Set problem: Could you rewrite the listing as a Markdown table with the columns Row and Line, running from the start of the listing up to and including the line that contains "M33 171L26 170L27", and leaving out blank lines?
═════ Exercise input
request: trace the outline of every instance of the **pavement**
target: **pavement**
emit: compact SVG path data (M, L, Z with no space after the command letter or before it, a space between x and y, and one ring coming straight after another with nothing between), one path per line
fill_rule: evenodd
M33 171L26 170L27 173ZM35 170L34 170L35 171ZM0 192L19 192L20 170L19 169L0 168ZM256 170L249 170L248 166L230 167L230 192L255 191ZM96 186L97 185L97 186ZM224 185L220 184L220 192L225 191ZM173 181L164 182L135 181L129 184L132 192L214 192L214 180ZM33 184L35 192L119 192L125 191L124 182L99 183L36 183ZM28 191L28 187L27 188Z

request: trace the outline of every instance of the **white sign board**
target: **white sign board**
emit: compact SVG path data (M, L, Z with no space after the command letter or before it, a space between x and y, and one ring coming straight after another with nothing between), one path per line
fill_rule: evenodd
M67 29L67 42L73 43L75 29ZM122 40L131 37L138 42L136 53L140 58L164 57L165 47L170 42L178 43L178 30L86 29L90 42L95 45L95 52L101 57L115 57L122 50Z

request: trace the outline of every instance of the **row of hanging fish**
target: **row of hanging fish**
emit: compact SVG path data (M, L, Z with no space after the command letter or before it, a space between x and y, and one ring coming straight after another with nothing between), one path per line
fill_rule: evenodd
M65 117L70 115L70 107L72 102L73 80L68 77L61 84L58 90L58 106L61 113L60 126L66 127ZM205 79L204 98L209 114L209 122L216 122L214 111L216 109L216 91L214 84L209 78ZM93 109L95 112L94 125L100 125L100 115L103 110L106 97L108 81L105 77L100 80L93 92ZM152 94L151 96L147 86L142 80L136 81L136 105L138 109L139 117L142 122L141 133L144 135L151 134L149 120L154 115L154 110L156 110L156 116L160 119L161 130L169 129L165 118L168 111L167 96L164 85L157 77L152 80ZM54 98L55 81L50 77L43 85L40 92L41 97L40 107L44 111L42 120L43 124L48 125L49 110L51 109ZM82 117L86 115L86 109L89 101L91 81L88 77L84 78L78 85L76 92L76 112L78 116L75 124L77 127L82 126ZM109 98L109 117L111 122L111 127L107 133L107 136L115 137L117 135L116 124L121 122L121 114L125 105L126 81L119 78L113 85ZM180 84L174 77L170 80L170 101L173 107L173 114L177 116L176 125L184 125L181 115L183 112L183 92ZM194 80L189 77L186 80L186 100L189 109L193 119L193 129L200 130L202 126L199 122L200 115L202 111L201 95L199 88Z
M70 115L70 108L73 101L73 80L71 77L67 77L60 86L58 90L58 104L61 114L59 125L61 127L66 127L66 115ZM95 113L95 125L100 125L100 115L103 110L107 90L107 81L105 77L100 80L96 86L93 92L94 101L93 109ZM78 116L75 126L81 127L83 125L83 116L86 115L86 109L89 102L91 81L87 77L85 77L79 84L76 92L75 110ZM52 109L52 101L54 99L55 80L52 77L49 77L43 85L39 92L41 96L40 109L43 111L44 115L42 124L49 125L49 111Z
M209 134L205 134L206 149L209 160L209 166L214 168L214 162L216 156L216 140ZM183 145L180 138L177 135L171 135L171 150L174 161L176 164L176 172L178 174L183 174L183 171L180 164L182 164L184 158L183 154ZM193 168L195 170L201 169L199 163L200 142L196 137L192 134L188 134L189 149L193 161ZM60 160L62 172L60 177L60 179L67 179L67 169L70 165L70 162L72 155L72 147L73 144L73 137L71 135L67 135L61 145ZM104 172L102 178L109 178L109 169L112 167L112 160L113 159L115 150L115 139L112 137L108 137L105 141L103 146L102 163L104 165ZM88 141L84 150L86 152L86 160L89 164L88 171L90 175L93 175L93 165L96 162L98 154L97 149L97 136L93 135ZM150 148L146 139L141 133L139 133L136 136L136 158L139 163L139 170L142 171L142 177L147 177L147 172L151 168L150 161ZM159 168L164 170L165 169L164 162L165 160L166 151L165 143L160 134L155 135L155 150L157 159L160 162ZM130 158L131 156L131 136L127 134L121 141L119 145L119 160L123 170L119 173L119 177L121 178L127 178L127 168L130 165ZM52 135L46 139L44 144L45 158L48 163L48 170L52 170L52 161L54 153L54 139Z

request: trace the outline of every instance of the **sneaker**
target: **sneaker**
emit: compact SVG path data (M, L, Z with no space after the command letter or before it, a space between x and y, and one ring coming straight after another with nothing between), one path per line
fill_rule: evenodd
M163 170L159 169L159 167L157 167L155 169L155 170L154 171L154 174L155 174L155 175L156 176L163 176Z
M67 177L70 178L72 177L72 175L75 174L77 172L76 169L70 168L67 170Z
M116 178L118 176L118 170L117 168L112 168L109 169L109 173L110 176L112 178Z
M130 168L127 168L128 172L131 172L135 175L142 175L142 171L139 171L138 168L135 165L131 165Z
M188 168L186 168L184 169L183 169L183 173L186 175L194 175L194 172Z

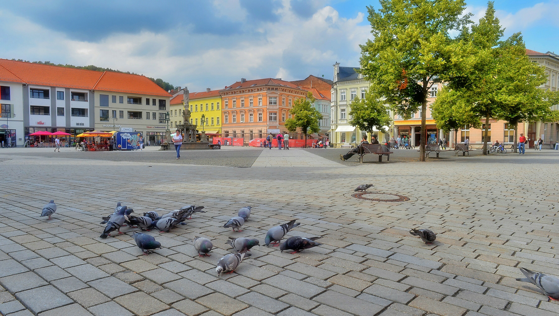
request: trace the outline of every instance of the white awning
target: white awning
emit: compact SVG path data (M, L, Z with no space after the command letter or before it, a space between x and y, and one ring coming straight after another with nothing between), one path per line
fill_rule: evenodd
M340 125L338 126L335 131L353 131L355 130L355 126L351 125Z

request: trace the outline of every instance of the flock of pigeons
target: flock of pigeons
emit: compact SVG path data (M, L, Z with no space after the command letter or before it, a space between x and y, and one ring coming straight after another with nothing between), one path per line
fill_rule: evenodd
M373 186L373 185L362 185L357 187L355 191L364 191ZM197 213L205 213L202 211L203 206L186 205L179 210L170 211L165 215L159 215L157 212L151 211L144 213L144 216L135 216L131 215L134 210L129 209L125 205L122 205L120 202L117 203L115 211L112 214L103 217L101 224L105 224L105 228L103 233L100 236L101 238L106 238L110 234L117 230L118 234L124 234L120 231L122 226L129 225L131 227L136 226L142 230L149 230L153 228L160 230L160 232L168 232L177 225L186 225L183 222L192 218L192 215ZM238 216L232 218L223 225L224 228L230 228L234 232L241 232L240 228L244 224L250 216L250 206L241 207L239 210ZM56 211L56 205L54 201L45 205L41 214L41 217L51 216ZM291 249L291 253L301 251L314 247L321 246L322 244L315 240L320 237L310 238L295 236L287 238L280 245L280 242L283 238L288 232L297 227L301 223L296 223L293 220L288 223L272 227L266 233L264 243L267 247L272 244L273 247L280 246L280 249L284 251ZM433 231L425 229L413 229L410 233L414 236L419 236L420 238L427 244L433 244L437 238L437 234ZM161 243L155 240L153 236L142 233L135 233L133 235L134 241L138 247L142 250L144 254L147 255L150 251L161 248ZM196 236L194 238L194 248L198 252L198 255L209 256L210 253L214 247L211 240L205 237ZM250 256L247 253L250 248L255 246L260 246L260 242L257 238L247 237L239 237L234 238L229 237L226 244L229 244L236 252L229 253L217 261L215 271L218 276L222 273L231 273L239 267L243 260ZM520 268L520 271L526 276L525 278L517 279L517 281L530 282L542 290L547 296L553 300L559 300L559 279L550 275L530 271L524 268Z

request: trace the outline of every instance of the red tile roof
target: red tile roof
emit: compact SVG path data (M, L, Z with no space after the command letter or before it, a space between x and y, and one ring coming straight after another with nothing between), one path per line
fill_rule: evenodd
M61 88L170 96L143 76L101 72L9 59L0 59L0 80Z

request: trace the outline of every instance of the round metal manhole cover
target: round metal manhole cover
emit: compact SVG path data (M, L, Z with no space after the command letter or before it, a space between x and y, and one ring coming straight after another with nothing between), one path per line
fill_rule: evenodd
M368 196L364 196L365 195L367 195ZM410 200L410 198L407 196L381 192L360 192L352 195L352 196L361 200L375 202L405 202Z

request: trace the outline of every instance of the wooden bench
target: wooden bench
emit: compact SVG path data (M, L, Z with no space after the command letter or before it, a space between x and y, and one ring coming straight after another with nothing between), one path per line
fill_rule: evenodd
M456 155L458 155L458 152L462 152L462 155L465 156L466 154L467 153L468 155L470 155L470 150L468 149L467 145L461 145L457 144L454 145L454 152L456 153Z
M363 156L367 154L378 155L378 162L381 162L382 161L382 155L386 155L387 157L386 161L390 161L390 154L394 153L392 152L384 151L382 145L380 144L363 144L360 146L361 147L361 153L357 154L359 155L359 162L360 163L363 163Z
M419 151L419 150L418 150ZM437 158L439 158L439 153L440 152L440 147L436 144L428 144L425 145L425 157L428 157L429 153L431 152L437 153ZM468 154L468 155L470 155Z

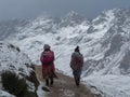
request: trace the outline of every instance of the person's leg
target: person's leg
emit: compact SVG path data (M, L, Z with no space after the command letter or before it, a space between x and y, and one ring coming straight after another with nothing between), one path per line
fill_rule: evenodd
M51 77L50 80L51 80L50 84L53 85L53 83L54 83L53 77Z

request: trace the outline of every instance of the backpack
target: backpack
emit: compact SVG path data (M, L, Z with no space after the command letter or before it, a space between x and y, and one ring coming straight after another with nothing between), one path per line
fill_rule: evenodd
M51 51L44 51L41 55L41 63L42 65L50 65L54 60L54 54Z

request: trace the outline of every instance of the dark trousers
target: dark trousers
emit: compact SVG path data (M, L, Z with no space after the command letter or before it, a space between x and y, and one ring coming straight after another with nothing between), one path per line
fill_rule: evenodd
M74 70L73 74L74 74L74 79L75 79L76 85L79 86L81 70Z

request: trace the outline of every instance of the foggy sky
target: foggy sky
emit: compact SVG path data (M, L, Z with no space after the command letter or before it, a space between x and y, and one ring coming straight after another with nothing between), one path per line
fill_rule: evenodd
M56 17L70 11L93 18L114 8L130 8L130 0L0 0L0 20L32 18L44 13Z

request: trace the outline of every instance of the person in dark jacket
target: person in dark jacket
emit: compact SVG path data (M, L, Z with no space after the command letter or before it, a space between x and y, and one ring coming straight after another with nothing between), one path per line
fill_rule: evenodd
M72 54L70 68L75 78L76 85L79 86L80 75L83 66L83 56L79 51L79 46L75 48L75 52Z
M46 85L53 85L54 78L54 52L50 50L49 44L44 44L40 61L42 64L42 75L46 79Z

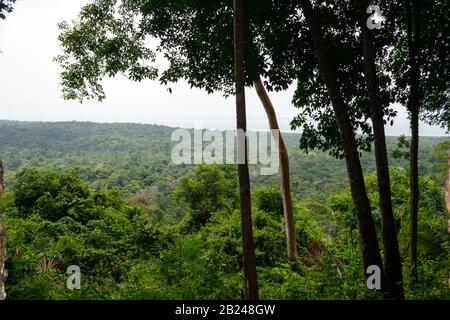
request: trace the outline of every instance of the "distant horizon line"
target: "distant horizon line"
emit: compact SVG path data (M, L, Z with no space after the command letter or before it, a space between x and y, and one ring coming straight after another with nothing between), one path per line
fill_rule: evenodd
M219 117L217 117L219 118ZM253 117L254 118L254 117ZM156 119L163 119L163 118L156 118ZM164 117L164 119L169 119L167 117ZM261 117L261 119L264 119ZM176 120L174 120L176 121ZM169 124L159 124L159 123L150 123L150 122L122 122L122 121L98 121L98 120L17 120L17 119L0 119L0 122L19 122L19 123L87 123L87 124L117 124L117 125L142 125L142 126L158 126L158 127L167 127L167 128L173 128L173 129L200 129L195 128L195 125L192 127L186 127L186 126L176 126L176 125L169 125ZM201 123L201 121L198 121L198 123ZM235 130L235 128L208 128L203 127L201 129L206 130L218 130L218 131L227 131L227 130ZM247 129L247 131L269 131L270 129ZM297 131L286 131L286 130L280 130L282 133L290 133L290 134L299 134L301 135L301 132ZM402 135L386 135L386 137L400 137ZM405 137L410 137L410 134L405 134ZM450 138L450 134L444 134L444 135L420 135L420 137L426 137L426 138Z

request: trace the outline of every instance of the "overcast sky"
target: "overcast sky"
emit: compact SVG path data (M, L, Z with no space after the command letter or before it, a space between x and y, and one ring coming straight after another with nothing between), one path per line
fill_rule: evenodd
M123 77L105 81L102 102L64 101L59 68L52 61L60 53L57 23L75 18L88 0L18 0L15 11L0 22L0 119L31 121L94 121L156 123L180 127L230 129L235 126L234 99L208 95L172 85L173 93L158 82L133 83ZM293 90L271 94L282 130L297 110L291 105ZM401 110L401 108L400 108ZM267 120L254 90L247 90L248 126L267 128ZM400 111L389 135L409 135L406 114ZM444 135L423 125L421 135Z

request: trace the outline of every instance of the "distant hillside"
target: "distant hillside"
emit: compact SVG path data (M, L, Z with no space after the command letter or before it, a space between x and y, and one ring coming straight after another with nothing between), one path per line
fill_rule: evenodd
M126 195L153 188L170 193L176 179L191 166L170 161L170 137L174 128L141 124L88 122L0 121L0 156L6 167L7 184L24 167L74 169L92 187L117 187ZM297 198L323 199L346 184L346 168L323 152L305 155L298 149L298 134L284 134L290 151L293 193ZM448 137L421 139L423 173L432 174L433 146ZM388 138L395 147L397 138ZM393 164L407 165L397 160ZM371 154L364 154L366 171L374 170ZM255 170L253 170L255 171ZM278 176L253 175L256 185L277 184Z

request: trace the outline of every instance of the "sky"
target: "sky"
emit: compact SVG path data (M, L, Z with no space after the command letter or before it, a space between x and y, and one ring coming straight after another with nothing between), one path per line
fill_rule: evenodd
M235 127L233 97L208 95L190 89L186 83L166 86L157 81L134 83L119 76L104 82L103 102L65 101L61 98L59 66L53 62L61 50L57 23L76 18L89 0L18 0L15 10L0 21L0 119L22 121L135 122L176 127L232 129ZM161 62L161 66L164 61ZM280 127L290 130L296 116L292 106L293 88L271 93ZM265 113L254 89L248 88L247 117L251 130L267 129ZM399 116L388 135L409 135L406 112ZM425 124L423 136L442 136L445 131Z

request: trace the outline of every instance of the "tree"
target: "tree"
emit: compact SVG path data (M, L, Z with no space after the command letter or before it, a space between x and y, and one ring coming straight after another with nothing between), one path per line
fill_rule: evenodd
M257 31L262 32L255 30L261 24L261 19L269 17L268 12L281 9L272 8L270 1L248 1L247 7L252 8L252 15L245 24L246 85L255 87L270 128L279 130L276 112L266 87L269 90L272 87L276 90L286 89L293 81L292 75L291 78L280 79L276 72L269 70L264 61L267 53L254 39ZM287 11L283 10L282 14L286 14ZM80 21L72 27L64 23L61 25L63 33L60 41L66 50L57 60L64 70L62 79L66 98L104 98L99 79L104 75L113 76L117 72L125 72L128 77L138 81L157 78L156 69L142 64L142 61L152 61L155 57L145 42L145 37L158 38L160 43L155 51L164 52L169 61L168 69L159 77L161 83L167 85L186 79L191 86L205 89L208 93L220 90L225 96L234 94L230 1L188 1L175 5L169 1L142 3L129 0L118 11L121 16L113 14L114 6L110 1L96 1L84 7ZM130 24L131 16L133 19L144 16L144 19L136 27ZM275 14L272 21L278 16ZM268 35L270 31L266 30L264 33ZM78 40L83 41L83 50L79 50L81 43L74 46ZM71 59L73 57L75 63ZM278 83L274 85L266 81L264 84L261 76L270 77L271 74L278 78ZM279 139L280 185L288 256L295 258L297 245L289 158L282 135L274 134L274 138Z
M349 117L348 109L344 102L340 84L337 79L335 66L330 58L329 49L325 43L322 27L317 18L315 9L309 0L302 0L300 4L316 50L320 75L325 83L326 90L328 91L339 127L344 157L347 163L352 198L358 216L364 269L367 270L369 266L377 265L383 270L375 225L366 193L361 162L359 160L358 144L355 139L351 118ZM384 283L384 272L382 272L382 279L382 282Z
M404 299L403 276L400 251L397 240L394 213L392 210L391 183L389 162L384 131L384 108L381 98L379 79L377 75L376 50L373 34L367 26L368 1L358 1L357 7L361 13L360 28L364 56L365 75L369 93L373 135L375 142L375 159L377 167L379 202L382 220L382 236L384 246L384 265L388 287L388 296L394 299ZM417 223L416 223L417 228Z
M198 231L219 210L237 209L237 185L234 176L227 177L225 170L219 165L200 165L178 182L174 196L188 208L185 218L188 232Z
M244 30L245 30L245 0L234 1L234 63L236 77L236 126L237 130L247 131L245 113L245 66L244 66ZM242 145L244 144L244 145ZM252 207L250 196L250 175L247 160L247 138L238 138L239 191L241 205L242 248L244 254L245 297L249 300L258 299L258 283L256 278L256 257L253 243Z
M0 197L2 196L2 193L5 191L5 186L3 184L3 163L0 159ZM1 217L0 217L1 218ZM5 281L6 277L8 276L8 273L5 269L5 262L6 262L6 244L7 244L8 238L6 236L5 227L2 224L2 221L0 219L0 300L5 300L6 293L5 293Z
M403 0L386 2L390 32L397 41L388 61L395 80L393 94L410 116L410 247L411 274L417 274L419 188L419 119L449 128L450 79L442 65L449 63L448 1Z
M16 2L16 0L0 0L0 19L6 19L6 13L9 13L13 10L12 4ZM0 197L2 193L5 191L5 186L3 182L3 163L0 159ZM2 224L0 219L0 300L4 300L6 298L5 293L5 280L7 277L7 272L5 269L5 261L6 261L6 244L7 244L7 236L5 227Z

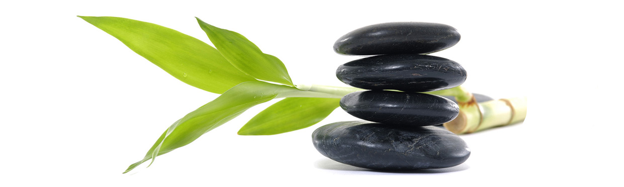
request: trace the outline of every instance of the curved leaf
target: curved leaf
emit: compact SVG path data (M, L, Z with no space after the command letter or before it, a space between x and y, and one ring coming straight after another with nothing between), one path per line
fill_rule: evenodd
M293 85L284 64L263 53L245 36L211 26L199 18L197 22L223 57L241 71L258 79Z
M230 64L214 47L175 30L122 17L78 17L176 79L200 89L222 94L241 82L257 81Z
M264 82L248 82L236 85L169 127L143 160L130 165L124 173L150 159L153 162L156 156L192 142L251 107L269 101L280 94L296 91L300 90L292 87Z
M334 98L286 98L249 120L238 134L270 135L310 127L327 117L339 102Z

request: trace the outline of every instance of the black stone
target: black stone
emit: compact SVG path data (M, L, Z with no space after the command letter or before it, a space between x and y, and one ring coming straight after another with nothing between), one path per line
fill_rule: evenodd
M459 137L431 126L341 122L316 129L312 140L331 160L374 170L452 167L464 163L470 153Z
M357 118L411 126L435 125L457 117L459 108L450 100L422 93L359 91L347 94L340 107Z
M452 47L460 38L457 29L445 24L388 22L348 33L334 44L334 50L348 55L429 54Z
M377 55L338 67L336 77L354 87L367 90L430 92L461 85L466 70L459 64L431 55Z
M484 102L494 100L494 98L492 98L491 97L483 94L472 93L472 95L474 96L474 99L477 100L477 103ZM455 97L447 96L447 95L440 95L440 96L448 98L449 100L451 100L451 101L455 102L456 103L457 103L457 101L455 100Z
══════════
Response for this exercise:
| Row | Line |
|---|---|
| 1 | request: trace the outline of every instance of the **pavement** |
| 2 | target: **pavement** |
| 3 | emit: compact SVG path data (M, L, Z with no space after the command letter or before it, a space between x and y, and one ring coming straight after another with nothing between), one path per line |
| 4 | fill_rule: evenodd |
| 5 | M33 171L26 170L27 173ZM35 170L34 170L35 171ZM0 192L19 192L20 170L19 169L0 168ZM256 170L249 170L248 166L230 167L230 192L255 191ZM96 186L97 185L97 186ZM224 185L220 184L220 192L225 191ZM173 181L164 182L135 181L129 184L132 192L214 192L214 180ZM33 184L35 192L119 192L125 191L124 182L99 183L36 183ZM28 191L28 187L27 188Z |